== REQUIRED WORK ==
In the data below, which lines hold the word "wall"? Copy them.

[Records from a data source]
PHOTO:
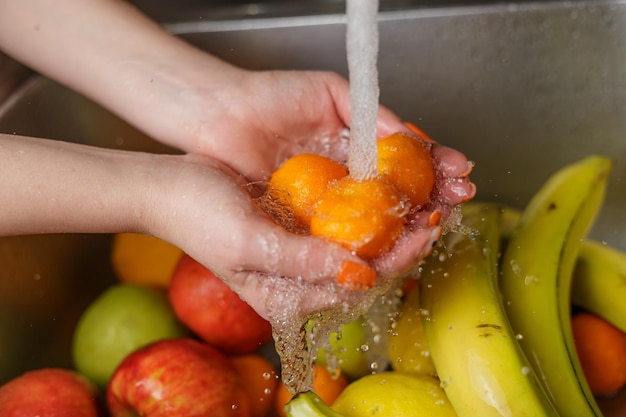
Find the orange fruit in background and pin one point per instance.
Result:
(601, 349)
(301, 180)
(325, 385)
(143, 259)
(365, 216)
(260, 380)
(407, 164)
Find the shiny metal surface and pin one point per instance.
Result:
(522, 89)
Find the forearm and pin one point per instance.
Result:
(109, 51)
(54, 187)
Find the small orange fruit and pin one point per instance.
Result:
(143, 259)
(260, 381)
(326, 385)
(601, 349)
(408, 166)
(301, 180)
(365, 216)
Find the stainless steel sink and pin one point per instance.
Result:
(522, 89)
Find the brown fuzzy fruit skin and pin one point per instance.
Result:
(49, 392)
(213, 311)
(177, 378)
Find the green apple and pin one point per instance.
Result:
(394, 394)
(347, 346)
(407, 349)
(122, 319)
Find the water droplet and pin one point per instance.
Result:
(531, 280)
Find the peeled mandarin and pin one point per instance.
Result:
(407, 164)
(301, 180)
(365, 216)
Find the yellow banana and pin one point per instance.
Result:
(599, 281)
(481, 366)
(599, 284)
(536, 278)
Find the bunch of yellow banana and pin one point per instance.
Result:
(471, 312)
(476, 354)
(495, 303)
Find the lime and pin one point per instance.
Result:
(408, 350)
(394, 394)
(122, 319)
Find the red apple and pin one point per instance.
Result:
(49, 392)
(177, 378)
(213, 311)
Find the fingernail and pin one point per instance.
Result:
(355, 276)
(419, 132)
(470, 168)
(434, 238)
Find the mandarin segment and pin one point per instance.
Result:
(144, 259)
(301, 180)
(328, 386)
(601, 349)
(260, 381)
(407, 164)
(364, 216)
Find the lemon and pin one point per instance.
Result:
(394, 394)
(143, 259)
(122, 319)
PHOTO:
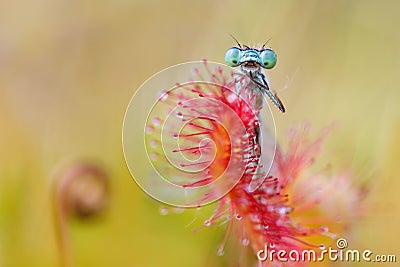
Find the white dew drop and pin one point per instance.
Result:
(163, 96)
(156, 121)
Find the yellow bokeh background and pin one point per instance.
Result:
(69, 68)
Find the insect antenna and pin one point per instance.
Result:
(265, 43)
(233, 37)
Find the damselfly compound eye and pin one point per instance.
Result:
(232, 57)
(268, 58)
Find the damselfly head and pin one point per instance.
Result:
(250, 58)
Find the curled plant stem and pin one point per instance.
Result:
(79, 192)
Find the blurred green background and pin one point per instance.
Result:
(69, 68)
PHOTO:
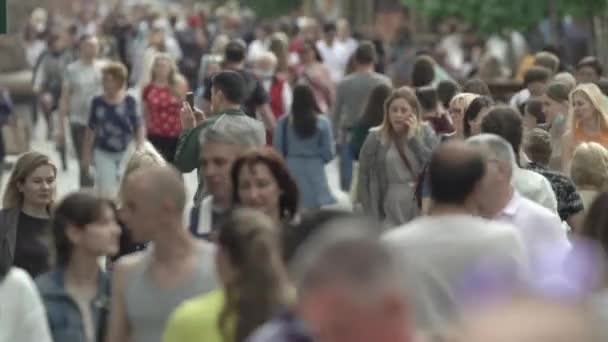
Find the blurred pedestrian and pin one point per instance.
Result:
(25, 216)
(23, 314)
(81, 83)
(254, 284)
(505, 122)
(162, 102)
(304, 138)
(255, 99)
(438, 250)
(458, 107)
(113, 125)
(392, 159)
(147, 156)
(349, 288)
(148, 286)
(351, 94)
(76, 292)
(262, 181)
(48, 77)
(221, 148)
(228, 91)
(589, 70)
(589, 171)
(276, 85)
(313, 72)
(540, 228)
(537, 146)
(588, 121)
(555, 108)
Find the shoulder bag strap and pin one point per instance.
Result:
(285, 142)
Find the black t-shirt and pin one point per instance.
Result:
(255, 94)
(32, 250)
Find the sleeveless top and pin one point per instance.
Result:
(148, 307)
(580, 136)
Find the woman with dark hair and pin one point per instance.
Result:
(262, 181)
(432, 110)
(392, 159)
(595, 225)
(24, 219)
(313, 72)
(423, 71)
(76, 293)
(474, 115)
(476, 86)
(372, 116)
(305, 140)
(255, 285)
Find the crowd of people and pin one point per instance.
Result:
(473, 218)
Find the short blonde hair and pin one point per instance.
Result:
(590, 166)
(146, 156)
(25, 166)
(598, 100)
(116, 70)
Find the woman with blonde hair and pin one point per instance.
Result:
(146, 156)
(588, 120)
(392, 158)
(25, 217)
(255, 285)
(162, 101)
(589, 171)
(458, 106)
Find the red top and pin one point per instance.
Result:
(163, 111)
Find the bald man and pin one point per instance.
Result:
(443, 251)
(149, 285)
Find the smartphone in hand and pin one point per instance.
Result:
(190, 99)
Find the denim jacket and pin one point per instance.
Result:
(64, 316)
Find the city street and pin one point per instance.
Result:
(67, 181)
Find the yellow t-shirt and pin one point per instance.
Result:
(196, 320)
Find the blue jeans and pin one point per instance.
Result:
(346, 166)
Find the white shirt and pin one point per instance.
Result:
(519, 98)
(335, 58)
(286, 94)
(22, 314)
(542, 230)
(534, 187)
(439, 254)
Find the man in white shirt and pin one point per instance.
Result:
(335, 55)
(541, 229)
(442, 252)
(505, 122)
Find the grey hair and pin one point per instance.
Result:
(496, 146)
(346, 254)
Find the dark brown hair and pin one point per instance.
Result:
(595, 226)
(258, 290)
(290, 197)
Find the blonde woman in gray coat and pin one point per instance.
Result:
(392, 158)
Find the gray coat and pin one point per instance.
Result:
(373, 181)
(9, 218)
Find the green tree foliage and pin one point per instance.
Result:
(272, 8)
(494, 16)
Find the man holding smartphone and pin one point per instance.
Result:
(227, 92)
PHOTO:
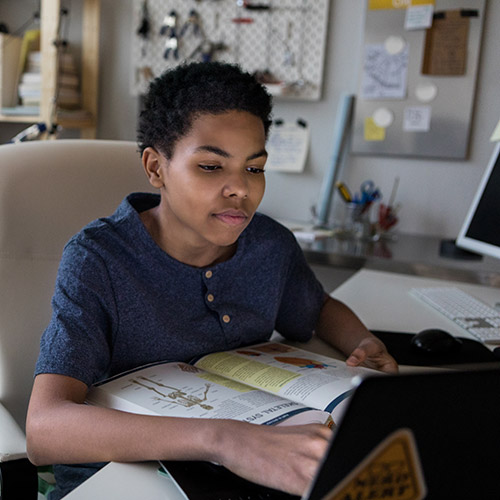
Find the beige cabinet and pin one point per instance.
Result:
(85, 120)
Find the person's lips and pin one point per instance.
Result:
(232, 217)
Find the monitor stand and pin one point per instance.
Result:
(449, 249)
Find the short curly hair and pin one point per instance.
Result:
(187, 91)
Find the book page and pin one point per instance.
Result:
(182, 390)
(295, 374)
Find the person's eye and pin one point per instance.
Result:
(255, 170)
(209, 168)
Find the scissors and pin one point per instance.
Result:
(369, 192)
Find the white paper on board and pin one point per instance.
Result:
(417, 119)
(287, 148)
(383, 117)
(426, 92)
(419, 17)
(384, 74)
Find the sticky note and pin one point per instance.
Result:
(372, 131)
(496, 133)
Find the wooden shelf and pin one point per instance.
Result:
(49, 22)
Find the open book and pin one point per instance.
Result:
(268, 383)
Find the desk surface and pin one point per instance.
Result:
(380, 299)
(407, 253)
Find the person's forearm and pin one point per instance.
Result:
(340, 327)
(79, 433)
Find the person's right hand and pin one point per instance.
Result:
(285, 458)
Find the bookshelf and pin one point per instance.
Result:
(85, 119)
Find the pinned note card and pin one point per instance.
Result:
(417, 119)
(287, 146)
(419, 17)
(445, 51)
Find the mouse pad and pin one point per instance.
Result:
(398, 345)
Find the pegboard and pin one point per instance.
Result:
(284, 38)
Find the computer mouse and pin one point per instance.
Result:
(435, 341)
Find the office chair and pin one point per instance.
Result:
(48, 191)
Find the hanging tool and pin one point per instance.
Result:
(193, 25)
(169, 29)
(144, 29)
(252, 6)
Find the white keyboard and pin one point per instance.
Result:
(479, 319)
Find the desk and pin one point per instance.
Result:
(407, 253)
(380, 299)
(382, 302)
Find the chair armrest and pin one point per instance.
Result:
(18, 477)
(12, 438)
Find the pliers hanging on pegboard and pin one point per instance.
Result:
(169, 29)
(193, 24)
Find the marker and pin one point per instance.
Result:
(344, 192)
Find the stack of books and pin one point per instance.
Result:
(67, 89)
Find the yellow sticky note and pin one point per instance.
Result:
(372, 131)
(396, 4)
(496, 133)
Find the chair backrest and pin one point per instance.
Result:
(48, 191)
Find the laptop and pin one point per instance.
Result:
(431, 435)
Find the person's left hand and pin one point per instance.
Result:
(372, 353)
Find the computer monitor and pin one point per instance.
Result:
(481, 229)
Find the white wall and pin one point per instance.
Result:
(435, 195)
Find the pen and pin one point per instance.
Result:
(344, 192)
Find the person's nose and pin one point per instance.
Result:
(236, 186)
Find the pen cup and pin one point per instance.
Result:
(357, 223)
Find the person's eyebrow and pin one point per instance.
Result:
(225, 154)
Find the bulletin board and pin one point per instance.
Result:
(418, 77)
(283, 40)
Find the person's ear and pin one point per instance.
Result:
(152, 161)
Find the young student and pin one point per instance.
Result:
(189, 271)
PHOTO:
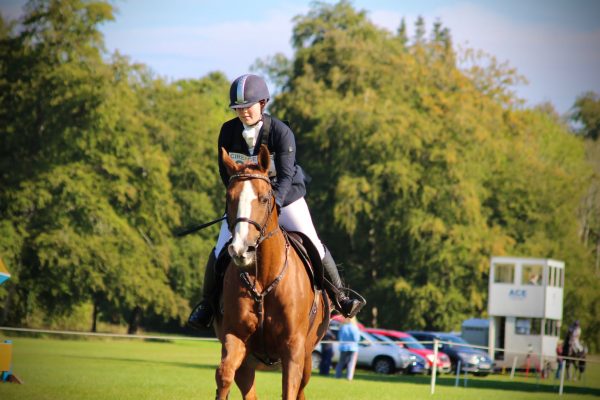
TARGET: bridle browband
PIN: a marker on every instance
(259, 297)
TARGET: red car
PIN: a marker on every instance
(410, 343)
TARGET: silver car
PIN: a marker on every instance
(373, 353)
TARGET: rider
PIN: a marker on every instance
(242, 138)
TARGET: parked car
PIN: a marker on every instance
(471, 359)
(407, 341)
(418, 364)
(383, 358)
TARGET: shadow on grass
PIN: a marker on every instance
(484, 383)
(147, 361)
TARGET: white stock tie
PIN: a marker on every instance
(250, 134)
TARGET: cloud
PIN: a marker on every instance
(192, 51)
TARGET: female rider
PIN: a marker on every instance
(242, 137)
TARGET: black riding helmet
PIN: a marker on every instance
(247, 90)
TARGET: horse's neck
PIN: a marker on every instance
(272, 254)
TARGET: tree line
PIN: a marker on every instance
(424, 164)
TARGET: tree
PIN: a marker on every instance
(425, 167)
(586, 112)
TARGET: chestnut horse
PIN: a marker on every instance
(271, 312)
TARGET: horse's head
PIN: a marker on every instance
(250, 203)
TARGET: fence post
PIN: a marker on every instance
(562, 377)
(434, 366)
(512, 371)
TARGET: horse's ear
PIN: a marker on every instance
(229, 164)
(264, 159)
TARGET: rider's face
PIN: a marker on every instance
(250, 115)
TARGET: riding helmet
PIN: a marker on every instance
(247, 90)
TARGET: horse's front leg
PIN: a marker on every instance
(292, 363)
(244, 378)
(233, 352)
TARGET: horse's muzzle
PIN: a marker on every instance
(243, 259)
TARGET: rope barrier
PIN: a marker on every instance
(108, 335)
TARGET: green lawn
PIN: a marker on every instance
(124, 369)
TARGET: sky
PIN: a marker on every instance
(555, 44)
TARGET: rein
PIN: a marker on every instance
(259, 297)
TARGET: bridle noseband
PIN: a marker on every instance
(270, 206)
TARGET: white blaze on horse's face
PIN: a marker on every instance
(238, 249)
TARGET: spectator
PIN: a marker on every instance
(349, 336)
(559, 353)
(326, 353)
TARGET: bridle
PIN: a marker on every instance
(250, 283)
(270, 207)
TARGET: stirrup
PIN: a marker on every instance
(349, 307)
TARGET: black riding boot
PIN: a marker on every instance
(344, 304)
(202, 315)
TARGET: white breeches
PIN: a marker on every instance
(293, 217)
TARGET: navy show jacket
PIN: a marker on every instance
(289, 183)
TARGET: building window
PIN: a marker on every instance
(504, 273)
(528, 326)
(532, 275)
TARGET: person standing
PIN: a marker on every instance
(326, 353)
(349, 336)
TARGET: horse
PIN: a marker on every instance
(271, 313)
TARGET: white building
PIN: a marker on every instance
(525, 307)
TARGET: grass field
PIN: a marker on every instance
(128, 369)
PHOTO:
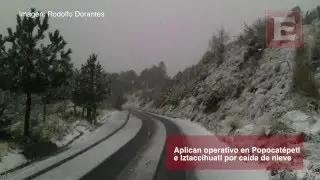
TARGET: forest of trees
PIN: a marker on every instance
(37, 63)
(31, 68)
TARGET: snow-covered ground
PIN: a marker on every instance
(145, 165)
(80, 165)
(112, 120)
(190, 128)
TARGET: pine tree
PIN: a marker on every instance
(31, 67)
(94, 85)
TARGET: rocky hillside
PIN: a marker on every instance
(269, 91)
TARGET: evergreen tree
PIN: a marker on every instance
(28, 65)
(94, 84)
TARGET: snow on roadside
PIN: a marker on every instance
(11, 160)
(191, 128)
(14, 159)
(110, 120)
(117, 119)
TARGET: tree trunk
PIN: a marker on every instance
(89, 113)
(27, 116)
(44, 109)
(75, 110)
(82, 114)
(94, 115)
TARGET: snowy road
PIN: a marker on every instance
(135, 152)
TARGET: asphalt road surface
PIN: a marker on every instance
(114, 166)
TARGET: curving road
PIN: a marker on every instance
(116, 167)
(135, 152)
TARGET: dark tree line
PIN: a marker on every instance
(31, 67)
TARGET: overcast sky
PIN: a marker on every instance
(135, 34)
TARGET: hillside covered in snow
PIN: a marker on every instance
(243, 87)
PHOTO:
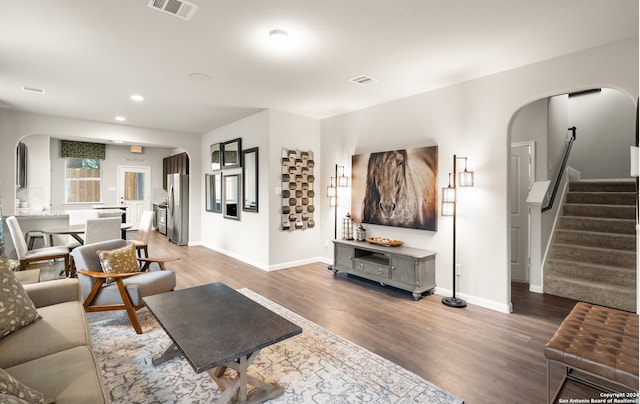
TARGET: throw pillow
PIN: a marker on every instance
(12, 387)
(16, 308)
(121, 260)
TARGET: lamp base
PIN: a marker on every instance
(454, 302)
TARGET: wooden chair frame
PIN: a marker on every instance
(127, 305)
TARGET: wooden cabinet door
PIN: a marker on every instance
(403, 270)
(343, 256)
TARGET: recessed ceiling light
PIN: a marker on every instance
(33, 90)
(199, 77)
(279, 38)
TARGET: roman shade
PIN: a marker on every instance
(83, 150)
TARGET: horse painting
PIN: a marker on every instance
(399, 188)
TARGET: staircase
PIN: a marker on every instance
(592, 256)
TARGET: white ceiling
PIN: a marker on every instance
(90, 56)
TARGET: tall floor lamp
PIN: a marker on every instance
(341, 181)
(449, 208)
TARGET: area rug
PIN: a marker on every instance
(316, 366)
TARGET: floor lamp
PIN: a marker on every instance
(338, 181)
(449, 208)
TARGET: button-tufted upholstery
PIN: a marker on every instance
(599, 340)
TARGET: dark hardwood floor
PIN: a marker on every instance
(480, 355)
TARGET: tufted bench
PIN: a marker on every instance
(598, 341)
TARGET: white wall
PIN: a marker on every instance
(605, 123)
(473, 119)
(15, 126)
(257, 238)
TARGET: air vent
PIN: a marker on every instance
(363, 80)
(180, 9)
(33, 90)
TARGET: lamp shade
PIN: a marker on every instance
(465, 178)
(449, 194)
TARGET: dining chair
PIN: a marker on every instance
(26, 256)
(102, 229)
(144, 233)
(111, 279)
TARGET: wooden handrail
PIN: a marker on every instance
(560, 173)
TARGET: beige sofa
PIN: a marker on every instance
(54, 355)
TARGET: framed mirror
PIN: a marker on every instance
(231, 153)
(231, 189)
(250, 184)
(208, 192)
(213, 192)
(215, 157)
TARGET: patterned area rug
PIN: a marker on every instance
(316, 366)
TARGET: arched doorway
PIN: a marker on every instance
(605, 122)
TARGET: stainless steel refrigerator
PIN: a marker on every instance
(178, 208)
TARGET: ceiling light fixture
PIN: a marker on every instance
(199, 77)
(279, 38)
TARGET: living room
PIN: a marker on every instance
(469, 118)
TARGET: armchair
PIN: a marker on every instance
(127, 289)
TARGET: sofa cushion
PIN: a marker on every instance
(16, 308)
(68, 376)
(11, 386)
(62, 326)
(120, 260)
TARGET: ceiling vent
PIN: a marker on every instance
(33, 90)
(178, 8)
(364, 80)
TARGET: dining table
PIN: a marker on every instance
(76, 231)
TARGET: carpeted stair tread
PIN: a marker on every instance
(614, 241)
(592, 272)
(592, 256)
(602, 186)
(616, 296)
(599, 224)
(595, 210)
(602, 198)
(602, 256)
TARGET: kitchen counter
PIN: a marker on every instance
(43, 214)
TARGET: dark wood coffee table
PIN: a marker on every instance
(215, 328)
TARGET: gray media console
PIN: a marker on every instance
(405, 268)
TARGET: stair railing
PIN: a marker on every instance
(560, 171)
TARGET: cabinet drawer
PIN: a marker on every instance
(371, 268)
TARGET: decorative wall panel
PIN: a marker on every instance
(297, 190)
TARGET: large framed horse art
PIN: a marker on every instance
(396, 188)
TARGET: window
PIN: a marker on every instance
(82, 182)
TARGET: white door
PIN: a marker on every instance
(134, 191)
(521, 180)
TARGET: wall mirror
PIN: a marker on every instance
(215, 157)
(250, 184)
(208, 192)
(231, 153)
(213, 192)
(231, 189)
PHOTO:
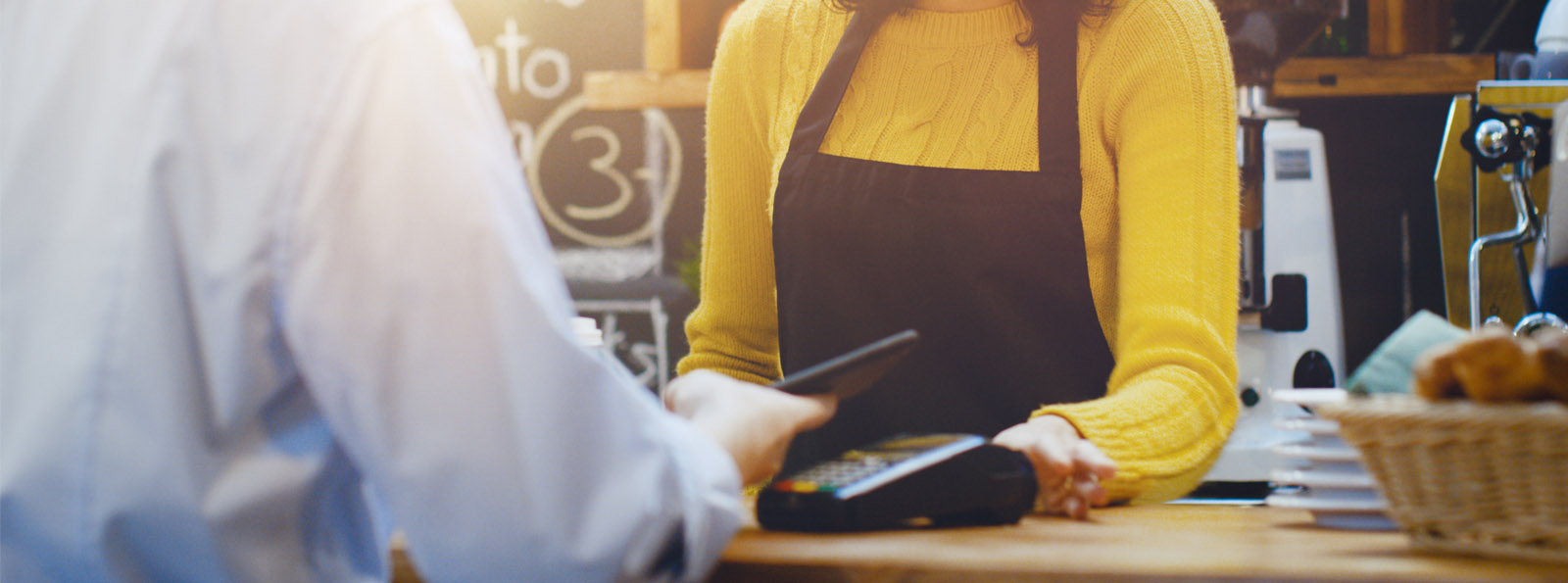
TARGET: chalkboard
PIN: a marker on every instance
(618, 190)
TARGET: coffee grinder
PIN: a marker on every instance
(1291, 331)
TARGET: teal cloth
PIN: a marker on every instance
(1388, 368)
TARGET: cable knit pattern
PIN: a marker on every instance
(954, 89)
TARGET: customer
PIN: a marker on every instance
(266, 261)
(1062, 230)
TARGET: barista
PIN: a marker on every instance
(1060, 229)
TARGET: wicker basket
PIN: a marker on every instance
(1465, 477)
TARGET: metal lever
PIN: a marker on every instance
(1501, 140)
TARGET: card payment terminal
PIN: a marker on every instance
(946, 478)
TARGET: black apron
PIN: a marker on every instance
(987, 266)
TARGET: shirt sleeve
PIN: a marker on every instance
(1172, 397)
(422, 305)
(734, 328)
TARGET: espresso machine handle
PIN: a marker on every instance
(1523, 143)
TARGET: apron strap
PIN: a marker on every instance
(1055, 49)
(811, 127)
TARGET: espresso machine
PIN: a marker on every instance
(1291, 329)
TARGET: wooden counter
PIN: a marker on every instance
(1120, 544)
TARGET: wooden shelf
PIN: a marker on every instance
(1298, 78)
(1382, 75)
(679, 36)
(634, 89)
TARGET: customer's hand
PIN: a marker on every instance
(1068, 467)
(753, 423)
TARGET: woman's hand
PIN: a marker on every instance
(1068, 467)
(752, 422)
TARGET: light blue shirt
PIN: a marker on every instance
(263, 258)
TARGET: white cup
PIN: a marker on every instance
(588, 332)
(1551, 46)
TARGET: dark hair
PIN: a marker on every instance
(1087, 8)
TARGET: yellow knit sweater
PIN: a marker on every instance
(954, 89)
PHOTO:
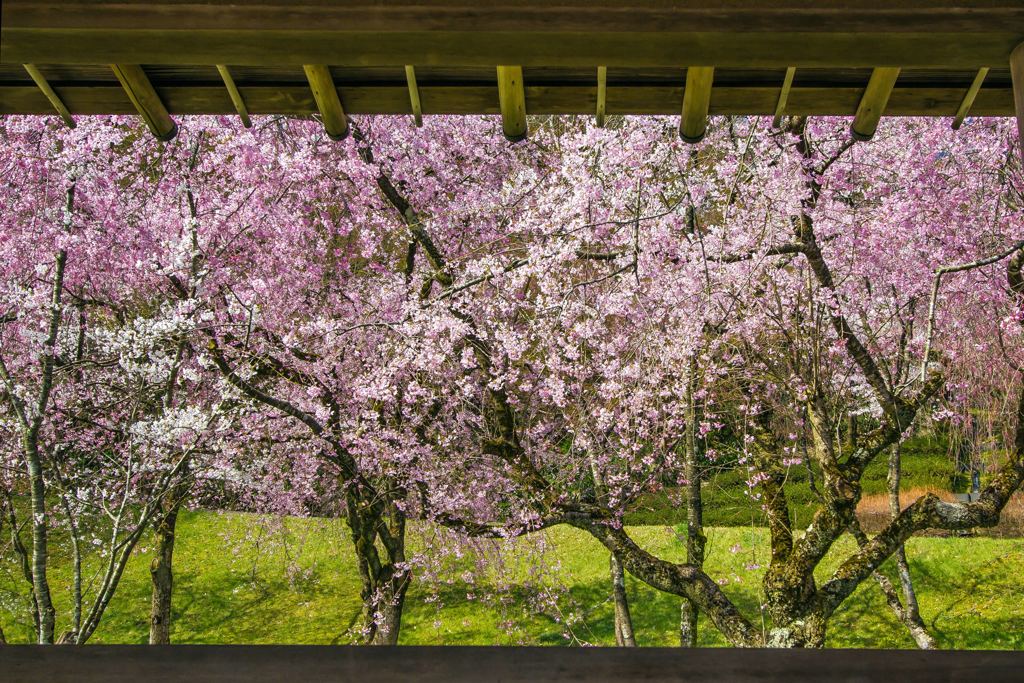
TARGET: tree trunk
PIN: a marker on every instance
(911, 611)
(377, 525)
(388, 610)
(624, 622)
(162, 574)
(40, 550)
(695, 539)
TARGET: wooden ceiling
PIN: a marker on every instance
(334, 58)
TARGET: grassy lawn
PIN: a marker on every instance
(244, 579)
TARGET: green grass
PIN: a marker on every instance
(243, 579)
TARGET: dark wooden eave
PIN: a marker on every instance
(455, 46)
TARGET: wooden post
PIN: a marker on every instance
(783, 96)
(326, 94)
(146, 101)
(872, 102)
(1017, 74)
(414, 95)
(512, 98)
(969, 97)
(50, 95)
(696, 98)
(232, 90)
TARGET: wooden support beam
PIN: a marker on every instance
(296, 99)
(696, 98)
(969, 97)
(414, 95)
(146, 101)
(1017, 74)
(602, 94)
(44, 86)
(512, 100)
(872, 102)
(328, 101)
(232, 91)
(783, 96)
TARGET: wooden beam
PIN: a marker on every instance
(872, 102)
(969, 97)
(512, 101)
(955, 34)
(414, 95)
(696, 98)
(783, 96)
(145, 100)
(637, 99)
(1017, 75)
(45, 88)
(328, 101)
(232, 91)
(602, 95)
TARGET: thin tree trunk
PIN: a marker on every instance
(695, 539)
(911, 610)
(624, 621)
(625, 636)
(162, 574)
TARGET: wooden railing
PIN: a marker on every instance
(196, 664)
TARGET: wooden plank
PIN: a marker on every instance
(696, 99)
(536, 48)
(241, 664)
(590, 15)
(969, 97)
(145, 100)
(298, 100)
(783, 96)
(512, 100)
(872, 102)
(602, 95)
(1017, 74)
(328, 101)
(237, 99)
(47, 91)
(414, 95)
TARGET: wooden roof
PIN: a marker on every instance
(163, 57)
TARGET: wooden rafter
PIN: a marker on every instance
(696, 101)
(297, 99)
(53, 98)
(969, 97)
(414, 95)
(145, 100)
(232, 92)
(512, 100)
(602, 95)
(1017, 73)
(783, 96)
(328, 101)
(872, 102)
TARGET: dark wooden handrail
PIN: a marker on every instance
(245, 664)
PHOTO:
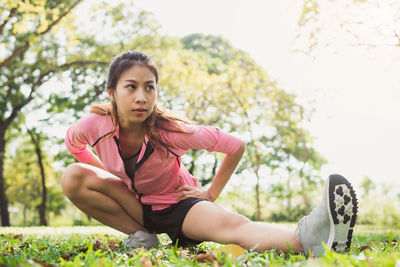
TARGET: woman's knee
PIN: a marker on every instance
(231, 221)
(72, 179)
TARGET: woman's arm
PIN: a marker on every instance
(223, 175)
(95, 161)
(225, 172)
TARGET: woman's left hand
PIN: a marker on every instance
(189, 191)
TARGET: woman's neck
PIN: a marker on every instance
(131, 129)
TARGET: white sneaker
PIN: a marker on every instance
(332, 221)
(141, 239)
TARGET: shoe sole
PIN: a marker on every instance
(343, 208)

== WRITTEN RESPONSE ==
Find the white wall and pin one point per instance.
TARGET: white wall
TARGET: decorative wall panel
TARGET: wall mirror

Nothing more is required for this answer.